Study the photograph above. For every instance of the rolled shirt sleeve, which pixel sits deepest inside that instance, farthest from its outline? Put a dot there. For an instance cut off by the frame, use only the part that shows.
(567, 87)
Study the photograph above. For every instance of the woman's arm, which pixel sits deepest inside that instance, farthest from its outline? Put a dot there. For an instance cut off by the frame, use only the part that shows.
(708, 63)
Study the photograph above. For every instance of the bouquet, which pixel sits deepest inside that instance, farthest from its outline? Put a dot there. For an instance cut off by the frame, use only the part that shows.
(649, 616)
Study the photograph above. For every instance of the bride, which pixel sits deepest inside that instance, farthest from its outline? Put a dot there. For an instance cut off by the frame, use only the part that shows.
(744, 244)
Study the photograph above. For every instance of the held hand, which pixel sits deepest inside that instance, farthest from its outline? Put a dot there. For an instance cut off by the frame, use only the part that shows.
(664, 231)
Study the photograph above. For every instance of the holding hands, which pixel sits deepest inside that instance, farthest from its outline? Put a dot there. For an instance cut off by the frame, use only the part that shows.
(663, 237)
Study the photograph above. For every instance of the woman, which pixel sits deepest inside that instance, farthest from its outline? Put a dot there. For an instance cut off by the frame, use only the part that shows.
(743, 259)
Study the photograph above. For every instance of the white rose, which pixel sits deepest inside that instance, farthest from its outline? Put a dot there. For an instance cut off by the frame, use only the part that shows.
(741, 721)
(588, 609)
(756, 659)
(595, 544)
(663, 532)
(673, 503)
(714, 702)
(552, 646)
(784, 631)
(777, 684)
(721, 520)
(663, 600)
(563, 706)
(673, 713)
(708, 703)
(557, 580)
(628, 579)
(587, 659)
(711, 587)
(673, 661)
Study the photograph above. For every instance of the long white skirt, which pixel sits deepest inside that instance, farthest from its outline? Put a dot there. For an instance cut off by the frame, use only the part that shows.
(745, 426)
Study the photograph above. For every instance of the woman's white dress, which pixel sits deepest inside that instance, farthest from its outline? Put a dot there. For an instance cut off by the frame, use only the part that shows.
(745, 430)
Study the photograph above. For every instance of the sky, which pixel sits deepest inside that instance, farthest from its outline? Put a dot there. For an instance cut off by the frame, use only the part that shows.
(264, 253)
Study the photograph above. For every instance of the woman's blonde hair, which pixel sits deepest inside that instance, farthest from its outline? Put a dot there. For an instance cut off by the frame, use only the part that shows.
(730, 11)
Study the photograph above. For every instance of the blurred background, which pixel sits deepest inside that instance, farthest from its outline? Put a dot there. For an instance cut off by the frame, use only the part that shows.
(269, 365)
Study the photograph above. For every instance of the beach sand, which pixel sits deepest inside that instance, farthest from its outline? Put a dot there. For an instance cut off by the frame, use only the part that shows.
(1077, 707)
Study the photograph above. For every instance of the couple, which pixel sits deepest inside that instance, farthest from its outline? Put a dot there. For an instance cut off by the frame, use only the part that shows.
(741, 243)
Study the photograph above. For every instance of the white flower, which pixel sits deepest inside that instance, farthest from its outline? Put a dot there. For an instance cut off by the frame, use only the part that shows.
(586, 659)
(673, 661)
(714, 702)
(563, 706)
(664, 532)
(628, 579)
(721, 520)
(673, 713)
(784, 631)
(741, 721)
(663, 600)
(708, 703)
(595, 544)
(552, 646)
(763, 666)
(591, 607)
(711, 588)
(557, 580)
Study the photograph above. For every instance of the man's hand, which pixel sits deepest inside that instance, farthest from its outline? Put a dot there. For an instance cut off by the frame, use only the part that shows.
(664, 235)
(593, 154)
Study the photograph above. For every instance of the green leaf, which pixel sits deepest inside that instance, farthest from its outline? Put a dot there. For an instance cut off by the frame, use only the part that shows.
===
**Written request**: Please revise all the rows above so that "Put a dot there" becomes "Mark a single point there" wherever it occurs, leaving every other word as it is.

**Correct answer**:
Study the photograph above. For every instance of the rolled shirt sleeve, which pixel sits deepest inside that instance, farthest from its outline? Mark a single point there. For an instance cut off by the frame, use only the part that shows.
(567, 87)
Study the photograph above. For every instance of the woman's arm, which pixel sits deepest inside that instance, farthest from its outline? Mark a single point there. For an instance cut off by the frame, use only the part that shows.
(708, 63)
Study the photograph above. For every instance of the bouquet, which pixel sits deepest inside that instance, farthest from its outline? Mark a single point there. For an instance cut off by the frame, use only the part that shows.
(649, 616)
Study the photograph above. For every instance of the bride, which pixel sits deepest inside that instance, farthest from its outline? Mark a single point there. For an instance cut off by the frame, use only the part that shows.
(744, 244)
Study the photograph above. For every instance of the held hand, which pixel sits deepest inside that instance, farthest from its outline? Mark a single point there. For an instance cut off by the frame, use only the part that shows.
(664, 231)
Study the photograph above. For every instance of the holding hands, which pixel sits deepest inside that instance, farthest from its outline? Mark a single point there. For an instance cut off by the frame, use only the part that shows.
(663, 237)
Study the photograph above. For every instance of the woman, which pixel sits deepest inside that instance, farthest from its outline? Mark a single point there. For an instance cut off by the frame, use only the part that shows.
(743, 259)
Study the photograph above. For every instance of the white rose, which pixel sits deepest inside that instance, farthest from its outline? Mark a single point there. For an instance cut off by the frame, use only the part that shows.
(741, 721)
(588, 609)
(756, 659)
(595, 544)
(663, 532)
(673, 503)
(714, 702)
(552, 646)
(784, 631)
(777, 684)
(721, 520)
(663, 600)
(563, 706)
(673, 713)
(708, 703)
(557, 580)
(628, 579)
(587, 659)
(711, 587)
(673, 661)
Study the photograph above. For every instance of the long white skirt, which pixel sits deepest inside that instance, farthest from its outline? Mark a single point there. For an instance cut off by the frame, use only the part that shows.
(745, 426)
Study the photograph above. For every instance of the woman's white dress, which pixel sits deepest inside that instance, farthest from its outline? Mark a single point there. For an instance cut off by the frame, use only the part that shows.
(745, 430)
Study the photograph above. For every instance of the sky, which pixel sits deepest inside that instance, farthest from its outline? Mark a single point there. For an instance cut off by the frame, use only the part that shows.
(264, 253)
Study the photograph above. For every instance of the woman's blonde hair, which pixel sits deepest inside that instance, farthest from its outline? Mark a single point there. For an instance cut off by the frame, use only the part that shows.
(730, 11)
Study the photograph above. For every instance of the blurred background, which pixel sits deepest inside that instance, farthest from its outline? Mark a single point there. For an instance cut off by the frame, use only the part that shows.
(269, 365)
Study the photograph above. For every instance of the beach sand, which pixel sits deepest inside that instance, farthest from its outline? Mark a single point there. For an instance cut off by the frame, use only the part that shows.
(1077, 707)
Study the photograph above. For every instance of the couple, which pixel sits deepest inside that instance, farthest from its outline? Mark a single point there. For an instance cut off by the frame, use only the part that shows.
(741, 243)
Study the photograph above. For every instance of the white flower, which pixel sits deepest inside that instance, farthest from its outline? Mark a single point there. For an instance cut off by the frame, use only the part that shows.
(586, 659)
(673, 661)
(714, 702)
(563, 706)
(664, 532)
(628, 579)
(721, 520)
(673, 713)
(784, 631)
(741, 721)
(663, 600)
(708, 703)
(595, 544)
(552, 646)
(763, 666)
(591, 607)
(711, 588)
(557, 580)
Study the photograph above. For every instance of the man's hand, which pixel sits deepest inside that instance, farthest from its outline? Mark a single point there. For an instance cut off by the frame, use only the part that shows.
(664, 235)
(593, 154)
Study the photograph above. For every instance of the green leaf, which pixel sits deepest inside that instance, farthest from its outline? Mark a single point there. For an instance cut off by the frame, use only the part that shows.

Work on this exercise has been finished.